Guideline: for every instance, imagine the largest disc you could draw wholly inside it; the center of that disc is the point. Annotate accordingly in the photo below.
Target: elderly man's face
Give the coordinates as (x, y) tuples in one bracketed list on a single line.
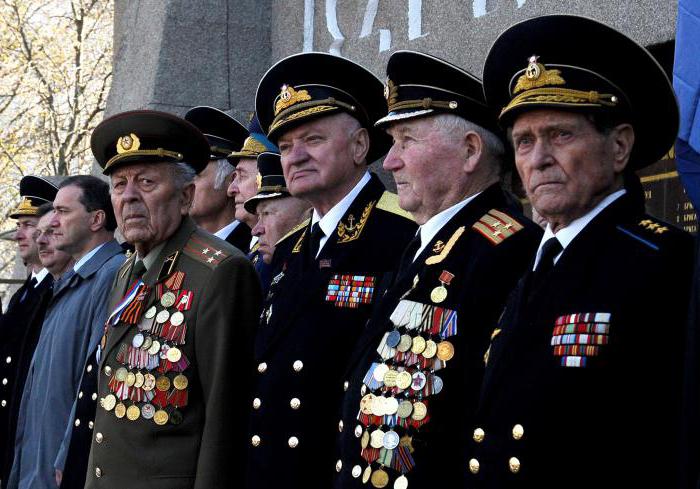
[(322, 155), (243, 186), (55, 261), (148, 205), (25, 241), (276, 217), (427, 166), (567, 166)]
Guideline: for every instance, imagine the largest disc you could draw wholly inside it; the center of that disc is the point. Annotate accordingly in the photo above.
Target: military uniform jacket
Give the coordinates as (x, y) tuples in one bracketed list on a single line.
[(456, 288), (315, 311), (20, 328), (186, 436), (582, 386)]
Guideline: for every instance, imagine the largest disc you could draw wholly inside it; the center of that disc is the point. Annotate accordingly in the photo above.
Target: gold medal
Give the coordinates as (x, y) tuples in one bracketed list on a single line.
[(180, 382), (133, 413), (120, 410), (445, 351), (160, 417)]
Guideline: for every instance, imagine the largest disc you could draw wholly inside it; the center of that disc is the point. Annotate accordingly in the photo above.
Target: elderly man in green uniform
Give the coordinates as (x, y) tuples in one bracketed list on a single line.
[(328, 272), (181, 315)]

***

Goal of the exercise - Beginning at the line that holds "Target: military uniform jacket", reproduce each line of the records above down to and including the last one.

Solution for this exercise -
Target: military uniform jacket
Give the coordinates as (x, y) tuples in one bracketed list on a single line.
[(456, 288), (315, 311), (20, 328), (186, 436), (582, 386)]
Guideline: for every instance, imagine the largest disc you could draw wholly inside it; the center of that disc is the point. Annotate accordingly in the photo above.
Target: gold medal
Give the coordinates as (x, y) tuples in one bracketed list on a single line.
[(180, 382), (133, 413), (120, 410), (445, 351), (160, 417)]
Guideline: for every instance, imagine the largest disc you could draw wholly inside it; the center of that disc is the point. Annotate accordingly in the photo above.
Target: elderly man in green uniform
Give the coordinates as (x, y) tuples in one bracketed list on a single line.
[(328, 272), (181, 315)]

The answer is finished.